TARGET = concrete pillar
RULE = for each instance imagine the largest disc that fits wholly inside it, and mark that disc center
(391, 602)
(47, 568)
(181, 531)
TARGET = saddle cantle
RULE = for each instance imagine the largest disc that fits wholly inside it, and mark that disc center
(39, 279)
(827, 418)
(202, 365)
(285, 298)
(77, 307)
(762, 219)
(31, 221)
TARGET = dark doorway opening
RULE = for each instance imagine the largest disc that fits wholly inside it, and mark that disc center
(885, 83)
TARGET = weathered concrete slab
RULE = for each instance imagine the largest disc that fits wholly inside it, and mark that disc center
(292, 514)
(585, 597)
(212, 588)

----

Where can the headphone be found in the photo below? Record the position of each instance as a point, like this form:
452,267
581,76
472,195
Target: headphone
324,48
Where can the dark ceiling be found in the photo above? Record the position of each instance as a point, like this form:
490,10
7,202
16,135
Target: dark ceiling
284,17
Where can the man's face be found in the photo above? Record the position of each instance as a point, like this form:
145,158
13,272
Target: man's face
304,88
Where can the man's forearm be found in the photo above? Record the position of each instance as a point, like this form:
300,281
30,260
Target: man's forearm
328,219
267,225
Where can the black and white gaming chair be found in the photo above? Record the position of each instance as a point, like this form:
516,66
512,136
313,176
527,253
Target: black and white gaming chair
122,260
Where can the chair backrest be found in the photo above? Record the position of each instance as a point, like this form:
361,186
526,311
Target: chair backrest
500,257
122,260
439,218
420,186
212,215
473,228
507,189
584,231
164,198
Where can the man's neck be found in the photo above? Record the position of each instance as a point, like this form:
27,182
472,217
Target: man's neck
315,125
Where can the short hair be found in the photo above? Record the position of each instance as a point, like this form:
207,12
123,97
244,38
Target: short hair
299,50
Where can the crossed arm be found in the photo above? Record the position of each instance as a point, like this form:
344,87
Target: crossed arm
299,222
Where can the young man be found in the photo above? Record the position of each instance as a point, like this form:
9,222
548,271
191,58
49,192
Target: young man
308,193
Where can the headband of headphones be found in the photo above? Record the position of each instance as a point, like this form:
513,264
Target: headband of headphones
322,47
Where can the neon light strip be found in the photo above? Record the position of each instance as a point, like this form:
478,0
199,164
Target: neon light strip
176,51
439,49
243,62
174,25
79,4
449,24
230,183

----

How many lines in the records above contain the string "young"? Reply with the number alone.

2